━━━ DATASET ENTRIES
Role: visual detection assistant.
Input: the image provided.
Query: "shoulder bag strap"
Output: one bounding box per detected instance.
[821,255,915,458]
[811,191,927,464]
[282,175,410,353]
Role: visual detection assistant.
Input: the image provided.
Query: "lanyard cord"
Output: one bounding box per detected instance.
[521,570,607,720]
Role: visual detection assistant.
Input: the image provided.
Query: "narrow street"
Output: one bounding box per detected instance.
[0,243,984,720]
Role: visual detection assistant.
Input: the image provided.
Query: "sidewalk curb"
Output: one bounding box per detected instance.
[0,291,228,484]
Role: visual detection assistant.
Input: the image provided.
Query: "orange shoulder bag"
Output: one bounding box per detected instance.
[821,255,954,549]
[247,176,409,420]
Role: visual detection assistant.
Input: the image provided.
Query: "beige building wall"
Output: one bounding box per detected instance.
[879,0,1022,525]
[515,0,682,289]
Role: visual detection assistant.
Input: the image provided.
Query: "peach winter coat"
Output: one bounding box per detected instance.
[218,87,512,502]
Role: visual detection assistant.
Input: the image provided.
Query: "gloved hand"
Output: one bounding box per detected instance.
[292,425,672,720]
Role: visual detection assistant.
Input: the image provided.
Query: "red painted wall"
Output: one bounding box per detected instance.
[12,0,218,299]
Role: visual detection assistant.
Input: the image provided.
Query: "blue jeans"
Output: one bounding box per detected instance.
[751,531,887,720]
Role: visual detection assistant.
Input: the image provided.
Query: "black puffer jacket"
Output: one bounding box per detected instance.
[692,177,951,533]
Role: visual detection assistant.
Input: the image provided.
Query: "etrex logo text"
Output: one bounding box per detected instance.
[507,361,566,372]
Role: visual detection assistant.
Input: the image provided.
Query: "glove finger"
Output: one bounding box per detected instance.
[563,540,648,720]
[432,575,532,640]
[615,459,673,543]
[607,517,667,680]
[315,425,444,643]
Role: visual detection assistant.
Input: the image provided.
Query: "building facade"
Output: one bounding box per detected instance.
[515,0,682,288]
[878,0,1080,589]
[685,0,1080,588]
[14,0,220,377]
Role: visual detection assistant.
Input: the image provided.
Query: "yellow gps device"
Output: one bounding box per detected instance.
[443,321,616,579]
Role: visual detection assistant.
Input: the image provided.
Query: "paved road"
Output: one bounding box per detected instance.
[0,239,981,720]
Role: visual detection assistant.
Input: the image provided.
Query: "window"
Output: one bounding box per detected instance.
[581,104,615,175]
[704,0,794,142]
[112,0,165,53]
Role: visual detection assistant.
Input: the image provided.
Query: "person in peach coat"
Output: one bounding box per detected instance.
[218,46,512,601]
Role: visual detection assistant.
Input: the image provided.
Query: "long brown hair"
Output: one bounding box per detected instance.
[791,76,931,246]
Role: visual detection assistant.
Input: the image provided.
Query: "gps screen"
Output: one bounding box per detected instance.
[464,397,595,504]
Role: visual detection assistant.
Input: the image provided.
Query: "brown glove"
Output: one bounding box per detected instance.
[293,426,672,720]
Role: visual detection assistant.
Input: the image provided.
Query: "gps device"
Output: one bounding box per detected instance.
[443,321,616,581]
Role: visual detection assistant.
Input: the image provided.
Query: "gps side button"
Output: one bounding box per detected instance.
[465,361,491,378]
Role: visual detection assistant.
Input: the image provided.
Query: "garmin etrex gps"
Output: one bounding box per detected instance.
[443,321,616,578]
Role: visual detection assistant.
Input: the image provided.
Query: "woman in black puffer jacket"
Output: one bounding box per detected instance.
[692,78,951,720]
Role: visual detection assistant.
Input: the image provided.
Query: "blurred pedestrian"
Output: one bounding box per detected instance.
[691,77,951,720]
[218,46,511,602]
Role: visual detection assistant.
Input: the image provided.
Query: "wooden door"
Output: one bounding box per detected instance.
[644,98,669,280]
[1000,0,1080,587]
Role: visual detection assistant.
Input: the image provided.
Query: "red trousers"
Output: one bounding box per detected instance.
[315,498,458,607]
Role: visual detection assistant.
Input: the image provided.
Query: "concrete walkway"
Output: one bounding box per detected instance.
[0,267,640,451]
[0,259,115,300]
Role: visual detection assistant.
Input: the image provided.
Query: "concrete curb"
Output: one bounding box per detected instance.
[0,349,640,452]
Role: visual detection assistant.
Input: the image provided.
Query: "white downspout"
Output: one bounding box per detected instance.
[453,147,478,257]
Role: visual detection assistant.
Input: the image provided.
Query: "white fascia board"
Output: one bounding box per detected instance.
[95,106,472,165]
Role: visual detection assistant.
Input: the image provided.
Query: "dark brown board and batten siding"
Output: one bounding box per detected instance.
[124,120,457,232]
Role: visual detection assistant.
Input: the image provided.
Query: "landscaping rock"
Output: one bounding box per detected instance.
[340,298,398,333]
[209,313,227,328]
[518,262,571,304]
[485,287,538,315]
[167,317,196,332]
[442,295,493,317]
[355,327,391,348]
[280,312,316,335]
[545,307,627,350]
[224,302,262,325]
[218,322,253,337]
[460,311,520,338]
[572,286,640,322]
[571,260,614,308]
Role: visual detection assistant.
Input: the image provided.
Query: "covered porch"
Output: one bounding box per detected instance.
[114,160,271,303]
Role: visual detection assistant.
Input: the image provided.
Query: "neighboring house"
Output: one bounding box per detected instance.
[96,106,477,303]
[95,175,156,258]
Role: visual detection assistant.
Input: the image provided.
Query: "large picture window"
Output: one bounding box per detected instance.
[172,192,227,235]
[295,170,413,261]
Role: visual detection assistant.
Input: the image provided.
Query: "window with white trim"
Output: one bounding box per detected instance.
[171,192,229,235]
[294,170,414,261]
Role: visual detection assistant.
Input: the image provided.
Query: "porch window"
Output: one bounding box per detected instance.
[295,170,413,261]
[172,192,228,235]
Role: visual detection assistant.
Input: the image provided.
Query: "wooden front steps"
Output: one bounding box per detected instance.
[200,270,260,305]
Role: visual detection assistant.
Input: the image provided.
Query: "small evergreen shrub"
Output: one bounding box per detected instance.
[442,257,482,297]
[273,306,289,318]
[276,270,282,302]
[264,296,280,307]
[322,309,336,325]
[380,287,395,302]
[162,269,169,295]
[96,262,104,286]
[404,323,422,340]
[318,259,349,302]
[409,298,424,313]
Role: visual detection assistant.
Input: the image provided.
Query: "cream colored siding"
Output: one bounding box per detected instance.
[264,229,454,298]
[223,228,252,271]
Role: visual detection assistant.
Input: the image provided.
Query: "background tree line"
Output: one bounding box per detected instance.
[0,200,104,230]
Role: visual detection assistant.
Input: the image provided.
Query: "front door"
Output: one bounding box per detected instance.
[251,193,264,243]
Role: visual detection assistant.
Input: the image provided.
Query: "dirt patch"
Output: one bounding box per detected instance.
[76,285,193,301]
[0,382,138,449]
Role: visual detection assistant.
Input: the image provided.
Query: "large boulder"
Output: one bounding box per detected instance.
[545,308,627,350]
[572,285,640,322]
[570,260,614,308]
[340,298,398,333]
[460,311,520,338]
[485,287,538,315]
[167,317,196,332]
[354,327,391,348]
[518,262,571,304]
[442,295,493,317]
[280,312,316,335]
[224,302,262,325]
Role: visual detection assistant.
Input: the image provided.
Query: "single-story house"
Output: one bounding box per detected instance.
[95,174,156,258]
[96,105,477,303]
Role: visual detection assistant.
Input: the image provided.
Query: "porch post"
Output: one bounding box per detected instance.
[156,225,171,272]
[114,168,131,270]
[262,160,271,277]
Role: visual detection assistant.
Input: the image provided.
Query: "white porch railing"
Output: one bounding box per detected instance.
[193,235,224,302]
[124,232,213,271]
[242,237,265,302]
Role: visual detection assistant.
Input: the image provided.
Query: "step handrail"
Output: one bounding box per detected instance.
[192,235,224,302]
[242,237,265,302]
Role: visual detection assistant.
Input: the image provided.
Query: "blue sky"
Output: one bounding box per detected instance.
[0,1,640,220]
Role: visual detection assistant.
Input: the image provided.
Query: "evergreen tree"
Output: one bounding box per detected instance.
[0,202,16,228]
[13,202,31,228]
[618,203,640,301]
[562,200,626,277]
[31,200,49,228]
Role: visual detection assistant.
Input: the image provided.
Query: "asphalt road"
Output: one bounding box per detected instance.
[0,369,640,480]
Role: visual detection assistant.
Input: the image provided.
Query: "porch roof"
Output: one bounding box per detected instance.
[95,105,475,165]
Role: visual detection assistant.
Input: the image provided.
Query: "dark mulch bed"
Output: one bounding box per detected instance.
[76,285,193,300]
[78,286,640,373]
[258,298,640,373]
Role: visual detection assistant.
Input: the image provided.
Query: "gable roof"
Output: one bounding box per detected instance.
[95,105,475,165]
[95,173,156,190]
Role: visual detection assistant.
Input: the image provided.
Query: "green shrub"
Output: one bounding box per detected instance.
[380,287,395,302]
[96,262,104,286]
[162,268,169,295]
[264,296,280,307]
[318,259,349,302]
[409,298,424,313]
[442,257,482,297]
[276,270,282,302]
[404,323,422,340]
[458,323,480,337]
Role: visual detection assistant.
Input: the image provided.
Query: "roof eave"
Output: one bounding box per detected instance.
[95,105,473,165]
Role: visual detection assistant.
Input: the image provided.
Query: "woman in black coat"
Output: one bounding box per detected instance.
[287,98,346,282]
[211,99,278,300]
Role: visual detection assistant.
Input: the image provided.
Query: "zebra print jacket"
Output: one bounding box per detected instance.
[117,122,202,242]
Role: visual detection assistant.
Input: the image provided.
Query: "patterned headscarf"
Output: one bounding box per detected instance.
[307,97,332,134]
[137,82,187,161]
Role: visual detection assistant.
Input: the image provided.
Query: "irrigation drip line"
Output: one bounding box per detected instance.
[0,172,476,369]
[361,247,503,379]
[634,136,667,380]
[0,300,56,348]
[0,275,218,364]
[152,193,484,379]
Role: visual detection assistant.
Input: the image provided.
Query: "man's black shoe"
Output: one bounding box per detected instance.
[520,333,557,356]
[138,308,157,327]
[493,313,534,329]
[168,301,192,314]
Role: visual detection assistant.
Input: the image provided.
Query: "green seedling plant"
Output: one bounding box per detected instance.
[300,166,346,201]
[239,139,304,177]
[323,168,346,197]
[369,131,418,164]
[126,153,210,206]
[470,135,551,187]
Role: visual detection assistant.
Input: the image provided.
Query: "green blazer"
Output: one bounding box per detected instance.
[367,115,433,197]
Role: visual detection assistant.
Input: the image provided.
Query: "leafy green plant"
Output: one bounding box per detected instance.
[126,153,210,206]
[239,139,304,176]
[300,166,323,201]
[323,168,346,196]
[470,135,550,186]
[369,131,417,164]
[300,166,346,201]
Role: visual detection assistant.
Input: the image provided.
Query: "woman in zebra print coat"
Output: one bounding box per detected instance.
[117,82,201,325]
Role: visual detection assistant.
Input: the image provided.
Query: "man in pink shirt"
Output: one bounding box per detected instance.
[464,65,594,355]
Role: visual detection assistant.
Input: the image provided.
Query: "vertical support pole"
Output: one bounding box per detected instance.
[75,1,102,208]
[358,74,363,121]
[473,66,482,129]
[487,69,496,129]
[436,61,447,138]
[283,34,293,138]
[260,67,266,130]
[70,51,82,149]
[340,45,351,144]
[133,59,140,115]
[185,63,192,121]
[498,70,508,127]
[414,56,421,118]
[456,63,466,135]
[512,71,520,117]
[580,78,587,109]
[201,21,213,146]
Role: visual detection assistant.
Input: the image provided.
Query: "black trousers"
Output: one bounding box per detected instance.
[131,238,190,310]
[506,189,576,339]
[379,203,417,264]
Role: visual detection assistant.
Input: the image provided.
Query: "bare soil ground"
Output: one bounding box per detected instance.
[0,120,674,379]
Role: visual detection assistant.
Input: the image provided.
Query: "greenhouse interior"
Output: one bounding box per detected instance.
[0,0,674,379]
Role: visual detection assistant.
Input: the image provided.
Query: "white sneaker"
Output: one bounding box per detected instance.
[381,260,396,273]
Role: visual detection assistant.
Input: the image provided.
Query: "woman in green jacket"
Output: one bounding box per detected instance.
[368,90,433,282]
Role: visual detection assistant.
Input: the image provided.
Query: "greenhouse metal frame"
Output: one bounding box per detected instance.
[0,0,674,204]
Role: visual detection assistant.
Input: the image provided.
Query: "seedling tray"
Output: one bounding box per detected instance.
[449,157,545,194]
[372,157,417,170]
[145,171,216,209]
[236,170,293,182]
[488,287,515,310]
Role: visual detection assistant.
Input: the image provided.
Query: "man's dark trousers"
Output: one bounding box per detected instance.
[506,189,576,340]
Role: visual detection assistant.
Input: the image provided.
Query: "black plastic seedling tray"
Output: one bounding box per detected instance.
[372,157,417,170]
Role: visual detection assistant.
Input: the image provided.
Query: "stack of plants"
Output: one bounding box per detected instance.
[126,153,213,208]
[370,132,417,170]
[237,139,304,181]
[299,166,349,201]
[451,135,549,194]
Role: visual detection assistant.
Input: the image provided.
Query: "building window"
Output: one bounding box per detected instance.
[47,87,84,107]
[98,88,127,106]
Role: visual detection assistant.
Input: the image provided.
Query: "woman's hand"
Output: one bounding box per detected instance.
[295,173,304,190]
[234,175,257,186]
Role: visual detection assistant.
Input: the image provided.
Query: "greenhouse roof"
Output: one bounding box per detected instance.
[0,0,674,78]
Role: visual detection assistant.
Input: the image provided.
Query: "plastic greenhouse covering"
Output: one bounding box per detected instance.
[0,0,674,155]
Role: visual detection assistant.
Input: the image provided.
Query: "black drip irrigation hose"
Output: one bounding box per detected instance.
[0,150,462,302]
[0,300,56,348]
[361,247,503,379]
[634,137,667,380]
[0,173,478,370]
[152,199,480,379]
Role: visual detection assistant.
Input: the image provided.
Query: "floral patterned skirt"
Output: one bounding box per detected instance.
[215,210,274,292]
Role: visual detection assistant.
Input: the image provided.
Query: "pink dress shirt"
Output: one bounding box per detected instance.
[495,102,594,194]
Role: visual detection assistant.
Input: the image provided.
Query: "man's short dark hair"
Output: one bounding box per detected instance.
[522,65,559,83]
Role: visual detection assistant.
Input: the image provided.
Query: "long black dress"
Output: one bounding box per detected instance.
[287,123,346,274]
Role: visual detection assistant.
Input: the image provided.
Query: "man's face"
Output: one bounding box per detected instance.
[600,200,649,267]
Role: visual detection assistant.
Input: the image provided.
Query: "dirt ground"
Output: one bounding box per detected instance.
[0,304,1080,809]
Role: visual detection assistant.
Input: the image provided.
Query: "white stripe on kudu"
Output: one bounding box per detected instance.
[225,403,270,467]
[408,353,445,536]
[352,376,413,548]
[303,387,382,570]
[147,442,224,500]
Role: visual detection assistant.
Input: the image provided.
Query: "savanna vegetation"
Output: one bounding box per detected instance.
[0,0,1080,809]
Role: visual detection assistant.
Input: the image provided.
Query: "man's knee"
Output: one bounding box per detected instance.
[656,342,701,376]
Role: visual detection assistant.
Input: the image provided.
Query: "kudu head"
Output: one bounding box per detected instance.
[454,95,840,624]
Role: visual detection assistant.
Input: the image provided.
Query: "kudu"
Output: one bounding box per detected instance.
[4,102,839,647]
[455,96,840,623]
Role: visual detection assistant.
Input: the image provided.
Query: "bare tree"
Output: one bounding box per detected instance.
━━━━━━
* _WRITTEN EXERCISE_
Change "shoulder bag" to "tote bag" in the stretch from the start of the items through the line containing "[751,531,887,720]", and write out that stretch again with nothing else altered.

* _THE REPLY_
Role: visual detection assistant.
Input: the image provided.
Query: "tote bag strap"
Output: one bounding box per detected instance.
[821,255,915,458]
[811,191,927,464]
[282,175,410,353]
Role: visual detection assistant.
Input: the image provided.
Query: "lanyard cord"
Output: one bounding box per detected instance.
[521,570,607,720]
Role: visual detection assistant.
Input: the image provided.
Query: "narrow street"
Output: one bounding box per detected instance.
[0,243,984,720]
Role: visual detection assistant.
Input: the image provided.
Query: "sidewalk curb"
Output: one bounding box per detected instance.
[0,291,228,484]
Role: visual detection assistant.
Input: the image provided.
Query: "orange tote bag"
Output: one bounding box per detected instance.
[821,255,954,549]
[247,176,409,420]
Role: visual detection assistant.
Input: the image provided.
Query: "beige building wall"
Output: one bounding box per detected instance.
[879,0,1022,525]
[515,0,682,289]
Role: visual detection assistant.
Input: the image provided.
Query: "peach winter coat"
Output: one bounding box per detected instance.
[218,87,512,502]
Role: visual detection assistant.
Input: the image provided.
Query: "gloved hand"
Output: one bounding box per detected instance.
[292,425,672,720]
Role: visual detection assistant.
Input: the image provided.
Query: "red painted wall"
Output: one bounding box per detected instance.
[12,0,218,299]
Role: visual detection assistant.
Input: the image provided.
Query: "blue jeans"
Output: one bounding box per detected instance.
[751,531,887,720]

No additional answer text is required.